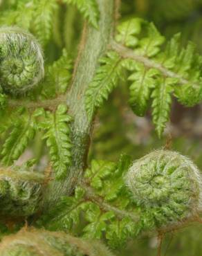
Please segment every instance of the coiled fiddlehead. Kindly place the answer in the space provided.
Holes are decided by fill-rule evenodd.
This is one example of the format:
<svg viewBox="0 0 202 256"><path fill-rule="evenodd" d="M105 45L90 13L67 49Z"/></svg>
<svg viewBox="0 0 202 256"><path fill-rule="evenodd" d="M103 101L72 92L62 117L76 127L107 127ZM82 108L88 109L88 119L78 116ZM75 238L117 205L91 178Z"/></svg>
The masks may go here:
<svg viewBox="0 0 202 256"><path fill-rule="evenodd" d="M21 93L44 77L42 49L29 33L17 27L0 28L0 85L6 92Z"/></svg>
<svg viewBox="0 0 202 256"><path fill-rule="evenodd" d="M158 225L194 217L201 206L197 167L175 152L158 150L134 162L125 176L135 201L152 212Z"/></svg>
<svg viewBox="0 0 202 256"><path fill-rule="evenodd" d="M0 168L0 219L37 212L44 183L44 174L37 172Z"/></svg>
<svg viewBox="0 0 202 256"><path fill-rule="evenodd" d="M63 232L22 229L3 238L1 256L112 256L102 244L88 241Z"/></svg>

____________________

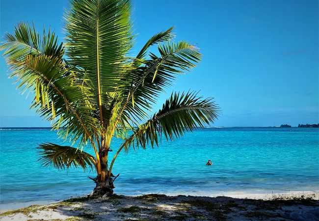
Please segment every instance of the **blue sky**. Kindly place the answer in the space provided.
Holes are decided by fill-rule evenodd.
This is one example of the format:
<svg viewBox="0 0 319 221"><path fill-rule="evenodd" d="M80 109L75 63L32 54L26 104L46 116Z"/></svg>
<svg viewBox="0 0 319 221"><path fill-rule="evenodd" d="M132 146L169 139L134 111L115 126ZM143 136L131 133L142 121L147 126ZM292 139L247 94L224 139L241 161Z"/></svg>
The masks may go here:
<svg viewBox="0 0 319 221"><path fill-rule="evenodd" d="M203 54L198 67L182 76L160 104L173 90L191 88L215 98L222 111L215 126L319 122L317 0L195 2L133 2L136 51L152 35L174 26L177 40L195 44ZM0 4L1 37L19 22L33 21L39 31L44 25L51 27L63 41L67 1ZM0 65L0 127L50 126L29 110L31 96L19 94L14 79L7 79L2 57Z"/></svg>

____________________

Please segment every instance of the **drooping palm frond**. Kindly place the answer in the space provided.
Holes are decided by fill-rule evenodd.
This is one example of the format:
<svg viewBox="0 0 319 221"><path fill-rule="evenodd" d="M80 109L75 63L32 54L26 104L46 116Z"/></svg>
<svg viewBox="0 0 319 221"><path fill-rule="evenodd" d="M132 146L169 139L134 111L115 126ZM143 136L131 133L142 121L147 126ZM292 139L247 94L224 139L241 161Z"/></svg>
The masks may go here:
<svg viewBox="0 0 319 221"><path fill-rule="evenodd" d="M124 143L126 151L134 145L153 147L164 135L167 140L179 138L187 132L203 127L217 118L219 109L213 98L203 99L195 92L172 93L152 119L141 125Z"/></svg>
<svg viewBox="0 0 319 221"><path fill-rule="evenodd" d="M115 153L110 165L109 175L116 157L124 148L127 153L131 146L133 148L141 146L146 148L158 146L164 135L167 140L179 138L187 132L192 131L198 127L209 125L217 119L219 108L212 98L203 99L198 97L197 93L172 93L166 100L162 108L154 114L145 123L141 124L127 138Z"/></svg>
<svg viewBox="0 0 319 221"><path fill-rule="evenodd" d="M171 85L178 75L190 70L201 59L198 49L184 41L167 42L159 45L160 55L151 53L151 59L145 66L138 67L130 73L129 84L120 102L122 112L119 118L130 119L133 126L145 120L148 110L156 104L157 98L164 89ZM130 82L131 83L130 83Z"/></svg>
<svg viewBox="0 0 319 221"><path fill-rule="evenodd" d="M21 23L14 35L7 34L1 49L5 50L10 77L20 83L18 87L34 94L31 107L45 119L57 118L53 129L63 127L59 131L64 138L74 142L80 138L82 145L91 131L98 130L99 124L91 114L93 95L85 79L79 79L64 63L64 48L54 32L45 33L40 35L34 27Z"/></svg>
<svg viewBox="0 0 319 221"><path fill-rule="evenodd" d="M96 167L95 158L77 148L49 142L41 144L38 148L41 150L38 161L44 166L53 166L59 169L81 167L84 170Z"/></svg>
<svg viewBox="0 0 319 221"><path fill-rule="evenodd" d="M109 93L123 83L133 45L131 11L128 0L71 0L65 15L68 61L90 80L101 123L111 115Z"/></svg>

____________________

Task: Could you return, word for word, the lines from the one containing "Please segment every instance of the coiled" to the one containing "232L22 229L3 238L1", including both of those lines?

Worked answer:
Please segment every instance of the coiled fiddlehead. Kindly place the answer in the space provided.
Holes are decided by fill-rule evenodd.
This is one example of the format:
<svg viewBox="0 0 202 256"><path fill-rule="evenodd" d="M105 45L90 13L67 49Z"/></svg>
<svg viewBox="0 0 202 256"><path fill-rule="evenodd" d="M103 101L72 92L62 117L76 127L107 127ZM82 108L88 109L88 119L78 116ZM75 238L117 205L91 178Z"/></svg>
The masks may go here:
<svg viewBox="0 0 202 256"><path fill-rule="evenodd" d="M21 93L44 77L42 49L29 33L17 27L0 28L0 85L6 92Z"/></svg>
<svg viewBox="0 0 202 256"><path fill-rule="evenodd" d="M158 225L194 217L201 206L197 167L175 152L158 150L134 162L125 176L135 201L152 212Z"/></svg>
<svg viewBox="0 0 202 256"><path fill-rule="evenodd" d="M0 168L0 219L37 212L44 183L44 174L37 172Z"/></svg>
<svg viewBox="0 0 202 256"><path fill-rule="evenodd" d="M63 232L22 229L3 238L1 256L112 256L102 244L88 241Z"/></svg>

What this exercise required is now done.